**EXERCISE INSTRUCTIONS**:
Rewrite the rows below, from the line that contains "Given the image above, locate the phone" through the final row, both included. Add -95 to every bounding-box coordinate in the answers and keep all other lines unchanged.

--- START PROVIDED DATA ---

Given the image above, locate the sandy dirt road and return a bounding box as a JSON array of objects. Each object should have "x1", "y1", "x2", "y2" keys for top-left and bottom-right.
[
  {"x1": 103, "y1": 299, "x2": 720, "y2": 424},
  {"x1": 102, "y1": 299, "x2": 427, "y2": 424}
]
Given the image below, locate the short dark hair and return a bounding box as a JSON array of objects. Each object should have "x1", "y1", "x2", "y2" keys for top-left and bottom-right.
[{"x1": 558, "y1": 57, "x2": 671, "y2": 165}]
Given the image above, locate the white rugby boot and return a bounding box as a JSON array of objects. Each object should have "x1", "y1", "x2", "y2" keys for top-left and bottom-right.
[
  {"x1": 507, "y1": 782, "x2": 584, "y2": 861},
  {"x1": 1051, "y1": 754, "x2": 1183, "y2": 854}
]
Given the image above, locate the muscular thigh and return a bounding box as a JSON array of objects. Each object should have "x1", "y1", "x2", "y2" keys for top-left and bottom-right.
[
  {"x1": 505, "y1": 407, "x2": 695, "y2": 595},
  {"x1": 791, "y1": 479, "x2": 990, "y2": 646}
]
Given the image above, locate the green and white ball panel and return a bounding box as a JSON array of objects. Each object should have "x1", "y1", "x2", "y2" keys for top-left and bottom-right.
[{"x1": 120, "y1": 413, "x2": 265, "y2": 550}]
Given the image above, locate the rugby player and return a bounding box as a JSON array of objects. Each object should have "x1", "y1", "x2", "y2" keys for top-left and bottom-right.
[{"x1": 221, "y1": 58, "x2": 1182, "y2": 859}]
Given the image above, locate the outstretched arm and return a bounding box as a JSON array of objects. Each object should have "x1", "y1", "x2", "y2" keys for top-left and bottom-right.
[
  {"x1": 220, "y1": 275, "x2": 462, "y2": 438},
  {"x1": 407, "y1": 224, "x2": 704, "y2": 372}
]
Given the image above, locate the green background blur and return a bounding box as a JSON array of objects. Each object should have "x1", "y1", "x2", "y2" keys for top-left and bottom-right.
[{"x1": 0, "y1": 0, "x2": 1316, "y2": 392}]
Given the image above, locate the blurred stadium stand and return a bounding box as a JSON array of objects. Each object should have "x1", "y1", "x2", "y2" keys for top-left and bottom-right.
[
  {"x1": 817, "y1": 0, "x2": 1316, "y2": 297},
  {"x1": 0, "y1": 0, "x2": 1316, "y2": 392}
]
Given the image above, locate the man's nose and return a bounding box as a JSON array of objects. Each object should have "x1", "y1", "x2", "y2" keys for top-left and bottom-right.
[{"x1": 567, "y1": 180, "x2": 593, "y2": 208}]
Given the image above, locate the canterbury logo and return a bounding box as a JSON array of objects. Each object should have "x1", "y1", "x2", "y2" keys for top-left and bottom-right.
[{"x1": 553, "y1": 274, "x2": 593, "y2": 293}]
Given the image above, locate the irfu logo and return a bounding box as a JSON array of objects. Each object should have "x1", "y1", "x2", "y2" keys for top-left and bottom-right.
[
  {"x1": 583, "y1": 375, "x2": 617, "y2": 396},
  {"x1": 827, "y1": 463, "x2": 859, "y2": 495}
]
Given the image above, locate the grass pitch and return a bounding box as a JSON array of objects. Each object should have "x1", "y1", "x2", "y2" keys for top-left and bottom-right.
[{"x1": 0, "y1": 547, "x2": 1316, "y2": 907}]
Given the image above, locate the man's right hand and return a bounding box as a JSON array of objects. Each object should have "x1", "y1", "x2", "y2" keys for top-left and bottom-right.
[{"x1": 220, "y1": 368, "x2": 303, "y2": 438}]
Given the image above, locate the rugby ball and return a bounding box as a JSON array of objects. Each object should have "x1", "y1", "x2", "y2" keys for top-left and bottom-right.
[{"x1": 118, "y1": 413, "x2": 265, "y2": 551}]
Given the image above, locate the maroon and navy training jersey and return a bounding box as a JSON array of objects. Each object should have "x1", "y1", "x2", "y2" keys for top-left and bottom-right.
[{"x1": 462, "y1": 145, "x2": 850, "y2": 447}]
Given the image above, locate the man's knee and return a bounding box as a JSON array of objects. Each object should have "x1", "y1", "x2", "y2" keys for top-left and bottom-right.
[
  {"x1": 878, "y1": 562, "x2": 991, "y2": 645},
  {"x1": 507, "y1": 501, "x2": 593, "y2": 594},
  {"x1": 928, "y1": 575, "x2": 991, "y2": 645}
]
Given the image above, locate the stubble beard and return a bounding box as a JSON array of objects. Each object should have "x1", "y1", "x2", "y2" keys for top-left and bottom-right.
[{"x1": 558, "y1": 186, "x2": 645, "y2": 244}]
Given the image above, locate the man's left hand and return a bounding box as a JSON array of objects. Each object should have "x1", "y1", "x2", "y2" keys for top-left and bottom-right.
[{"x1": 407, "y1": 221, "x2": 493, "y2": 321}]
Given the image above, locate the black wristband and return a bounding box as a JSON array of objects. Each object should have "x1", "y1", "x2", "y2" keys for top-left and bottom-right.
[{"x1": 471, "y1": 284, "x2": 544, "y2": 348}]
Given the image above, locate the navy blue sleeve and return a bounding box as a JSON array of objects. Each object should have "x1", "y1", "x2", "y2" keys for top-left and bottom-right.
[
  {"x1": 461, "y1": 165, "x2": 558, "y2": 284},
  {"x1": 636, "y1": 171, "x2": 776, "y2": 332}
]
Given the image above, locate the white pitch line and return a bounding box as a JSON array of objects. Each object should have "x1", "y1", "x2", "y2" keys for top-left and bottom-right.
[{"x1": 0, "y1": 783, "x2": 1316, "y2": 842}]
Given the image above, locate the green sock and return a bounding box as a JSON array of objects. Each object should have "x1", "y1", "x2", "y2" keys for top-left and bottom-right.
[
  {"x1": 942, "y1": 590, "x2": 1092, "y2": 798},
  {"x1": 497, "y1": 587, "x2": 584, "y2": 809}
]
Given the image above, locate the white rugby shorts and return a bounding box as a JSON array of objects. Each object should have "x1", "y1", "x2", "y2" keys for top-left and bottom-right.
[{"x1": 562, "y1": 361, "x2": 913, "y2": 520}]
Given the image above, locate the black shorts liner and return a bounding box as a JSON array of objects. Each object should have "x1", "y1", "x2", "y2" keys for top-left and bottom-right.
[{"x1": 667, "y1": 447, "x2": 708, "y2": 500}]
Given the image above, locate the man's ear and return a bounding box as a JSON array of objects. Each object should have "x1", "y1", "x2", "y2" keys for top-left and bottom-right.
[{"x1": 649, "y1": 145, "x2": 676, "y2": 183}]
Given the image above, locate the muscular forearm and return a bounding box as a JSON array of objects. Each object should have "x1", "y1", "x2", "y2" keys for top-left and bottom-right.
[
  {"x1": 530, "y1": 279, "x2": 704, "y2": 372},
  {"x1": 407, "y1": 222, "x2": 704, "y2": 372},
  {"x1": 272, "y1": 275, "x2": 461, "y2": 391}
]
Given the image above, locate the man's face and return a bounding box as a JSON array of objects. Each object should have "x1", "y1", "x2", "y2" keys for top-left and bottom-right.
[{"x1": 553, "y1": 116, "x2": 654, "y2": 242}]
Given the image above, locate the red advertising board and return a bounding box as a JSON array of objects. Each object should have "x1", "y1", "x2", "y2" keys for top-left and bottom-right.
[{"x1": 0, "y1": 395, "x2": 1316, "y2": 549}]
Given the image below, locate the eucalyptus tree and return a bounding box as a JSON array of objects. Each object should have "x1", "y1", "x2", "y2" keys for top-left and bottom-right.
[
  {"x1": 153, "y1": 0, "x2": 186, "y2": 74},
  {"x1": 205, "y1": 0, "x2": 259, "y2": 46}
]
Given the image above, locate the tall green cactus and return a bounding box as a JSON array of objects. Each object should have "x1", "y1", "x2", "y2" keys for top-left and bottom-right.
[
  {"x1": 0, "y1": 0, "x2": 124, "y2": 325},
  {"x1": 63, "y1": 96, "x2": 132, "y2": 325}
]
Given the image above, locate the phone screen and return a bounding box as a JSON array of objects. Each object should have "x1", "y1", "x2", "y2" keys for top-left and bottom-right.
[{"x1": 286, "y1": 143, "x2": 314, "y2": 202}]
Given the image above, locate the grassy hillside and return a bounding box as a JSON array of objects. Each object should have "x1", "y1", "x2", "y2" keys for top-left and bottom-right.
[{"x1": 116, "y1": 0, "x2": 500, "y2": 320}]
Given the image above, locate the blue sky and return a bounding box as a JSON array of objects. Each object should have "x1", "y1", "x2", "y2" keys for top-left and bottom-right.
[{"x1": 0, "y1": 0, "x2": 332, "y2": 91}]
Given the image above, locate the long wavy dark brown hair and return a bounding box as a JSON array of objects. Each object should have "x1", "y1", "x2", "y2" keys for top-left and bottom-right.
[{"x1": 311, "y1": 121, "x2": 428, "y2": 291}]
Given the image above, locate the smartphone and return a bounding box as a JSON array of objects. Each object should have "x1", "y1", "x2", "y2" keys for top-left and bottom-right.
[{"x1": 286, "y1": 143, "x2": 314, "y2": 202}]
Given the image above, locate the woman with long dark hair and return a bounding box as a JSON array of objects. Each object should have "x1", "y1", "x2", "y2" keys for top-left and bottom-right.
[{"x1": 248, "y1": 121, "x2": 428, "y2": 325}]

--- END PROVIDED DATA ---

**COMPLETED TASK**:
Given the image above, locate the phone screen and return a bounding box as a JSON array of objects. Each object should have "x1", "y1", "x2", "y2" keys for top-left and bottom-right.
[{"x1": 191, "y1": 48, "x2": 219, "y2": 107}]
Given the image above, locate the grassy hillside and return a bounding box as a JSON array of objects. Each object should have "x1", "y1", "x2", "y2" keys for top-left and bottom-right.
[{"x1": 21, "y1": -95, "x2": 405, "y2": 225}]
Given the image above, locate the blue sky and return a bounding box as a JSON array of objects. Each object should have "x1", "y1", "x2", "y2" keys for top-left and bottom-right.
[{"x1": -95, "y1": -95, "x2": 237, "y2": -4}]
Given the image above, locate the long wavy dark brown hair and return a bounding box as a JSON array of objects. Each object should have "x1", "y1", "x2", "y2" keys for top-left and bottom-right.
[{"x1": 216, "y1": 26, "x2": 333, "y2": 196}]
Given the image above, locate the smartphone and return a bounding box as a JSON array of objects. Each object should have "x1", "y1", "x2", "y2" keys for top-left and bottom-right.
[{"x1": 191, "y1": 48, "x2": 219, "y2": 107}]
Given the image above, locate the woman with long dark hair and return a bounding box as a JSON array of objects. Each object should have "x1", "y1", "x2", "y2" keys for top-left and bottom-right.
[{"x1": 153, "y1": 26, "x2": 333, "y2": 230}]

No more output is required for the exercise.